→ The task: The answer should consist of all the records, copied exactly.

→ Given information:
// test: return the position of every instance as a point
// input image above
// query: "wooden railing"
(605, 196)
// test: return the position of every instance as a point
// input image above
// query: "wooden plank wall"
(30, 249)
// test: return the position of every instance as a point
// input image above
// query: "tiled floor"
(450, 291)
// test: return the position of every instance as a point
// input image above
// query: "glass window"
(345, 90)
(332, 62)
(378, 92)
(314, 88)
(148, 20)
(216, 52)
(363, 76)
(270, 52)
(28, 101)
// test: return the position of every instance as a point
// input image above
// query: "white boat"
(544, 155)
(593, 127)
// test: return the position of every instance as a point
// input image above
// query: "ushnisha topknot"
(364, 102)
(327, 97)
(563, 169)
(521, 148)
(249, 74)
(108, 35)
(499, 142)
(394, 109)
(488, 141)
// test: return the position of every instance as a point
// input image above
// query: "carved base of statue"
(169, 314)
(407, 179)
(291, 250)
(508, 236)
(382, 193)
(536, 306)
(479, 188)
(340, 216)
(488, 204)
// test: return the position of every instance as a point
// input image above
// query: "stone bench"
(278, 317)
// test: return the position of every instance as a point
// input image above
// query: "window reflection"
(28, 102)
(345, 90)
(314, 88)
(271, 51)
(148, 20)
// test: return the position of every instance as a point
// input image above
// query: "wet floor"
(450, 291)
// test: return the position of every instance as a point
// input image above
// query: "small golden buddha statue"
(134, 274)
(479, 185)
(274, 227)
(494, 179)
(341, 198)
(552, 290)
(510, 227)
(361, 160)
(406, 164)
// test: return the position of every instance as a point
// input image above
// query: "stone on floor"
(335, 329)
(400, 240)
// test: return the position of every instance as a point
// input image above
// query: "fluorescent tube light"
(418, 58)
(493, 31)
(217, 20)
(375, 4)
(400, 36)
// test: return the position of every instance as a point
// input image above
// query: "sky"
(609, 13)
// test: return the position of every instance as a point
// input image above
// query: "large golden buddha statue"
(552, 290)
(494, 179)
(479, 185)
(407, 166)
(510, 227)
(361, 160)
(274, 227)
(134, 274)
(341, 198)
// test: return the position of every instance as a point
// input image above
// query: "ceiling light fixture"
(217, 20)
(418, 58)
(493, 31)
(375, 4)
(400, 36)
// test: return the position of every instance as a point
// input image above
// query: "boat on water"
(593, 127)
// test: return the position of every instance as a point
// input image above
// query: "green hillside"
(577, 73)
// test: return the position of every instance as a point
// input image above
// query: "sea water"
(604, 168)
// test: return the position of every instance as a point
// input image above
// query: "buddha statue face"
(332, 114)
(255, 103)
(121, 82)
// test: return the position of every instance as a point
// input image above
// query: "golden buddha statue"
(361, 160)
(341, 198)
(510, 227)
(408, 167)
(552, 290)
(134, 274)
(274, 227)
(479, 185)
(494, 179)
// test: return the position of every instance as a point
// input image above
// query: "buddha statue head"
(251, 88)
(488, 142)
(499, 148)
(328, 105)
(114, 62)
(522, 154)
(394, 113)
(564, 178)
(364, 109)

→ Reply to the exercise:
// test: return the position of every instance as a point
// input image above
// query: "wooden railing"
(605, 196)
// test: return the position of every instance as a point
// input image above
// query: "wooden plank wall"
(30, 249)
// test: return the position of every instance as a point
// input image above
// query: "tiled floor"
(450, 291)
// test: return the position of every instance as a point
// input image above
// query: "glass window"
(345, 90)
(332, 62)
(378, 92)
(314, 88)
(148, 20)
(216, 52)
(363, 76)
(270, 52)
(28, 101)
// test: return the position of every instance as a point
// input image above
// query: "white boat"
(544, 155)
(593, 127)
// test: return the position of every instance as a point
// input image above
// query: "ushnisha topknot"
(364, 102)
(327, 97)
(563, 169)
(521, 148)
(249, 74)
(108, 35)
(499, 142)
(394, 109)
(488, 141)
// test: return the position of every instance as a point
// input image above
// query: "carved base of statue"
(169, 314)
(407, 179)
(291, 250)
(508, 236)
(382, 193)
(536, 306)
(479, 188)
(340, 216)
(488, 204)
// test: return the position of every instance as a point
// input image above
// query: "stone bench"
(278, 317)
// test: return the position of every instance as a point
// input image above
// query: "window reflection"
(28, 102)
(345, 90)
(314, 88)
(271, 51)
(148, 20)
// test: return the position of every instance as a point
// input image above
// query: "wet floor"
(450, 291)
// test: return the position of every instance as a point
// input image above
// query: "small golden buddha statue"
(134, 274)
(479, 185)
(274, 227)
(494, 179)
(341, 198)
(552, 290)
(510, 227)
(361, 160)
(406, 164)
// test: return the position of every instance as a point
// input image above
// query: "stone on floor"
(335, 329)
(400, 240)
// test: return the position of every instance as a point
// input image above
// query: "fluorescent tube light"
(418, 58)
(493, 31)
(217, 20)
(375, 4)
(400, 36)
// test: return the position of every instance as a point
// input image above
// query: "sky"
(609, 13)
// test: return the position of every instance as a point
// input image above
// query: "large golden buddha statue"
(552, 290)
(494, 179)
(479, 185)
(407, 166)
(510, 227)
(361, 160)
(274, 227)
(134, 274)
(341, 198)
// test: return the position of every instance as a point
// input image above
// query: "ceiling light fixture"
(217, 20)
(418, 58)
(493, 31)
(375, 4)
(400, 36)
// test: return the position of every instance as a point
// input image above
// query: "boat on water"
(593, 127)
// test: return the position of every instance as a point
// input image above
// query: "green hillside"
(577, 73)
// test: return the position of every instance as a point
// input image above
// query: "sea water"
(604, 168)
// test: return the position of every instance as a point
// input image above
// query: "buddha statue face"
(332, 114)
(255, 103)
(121, 82)
// test: return the position of every instance as a point
// input image above
// query: "golden buddha statue"
(361, 160)
(341, 198)
(510, 227)
(408, 167)
(552, 290)
(134, 274)
(274, 227)
(479, 185)
(494, 179)
// test: return the position of every instance as a point
// input image above
// query: "buddha statue head"
(251, 88)
(488, 142)
(499, 148)
(328, 105)
(114, 62)
(522, 154)
(394, 113)
(564, 178)
(364, 109)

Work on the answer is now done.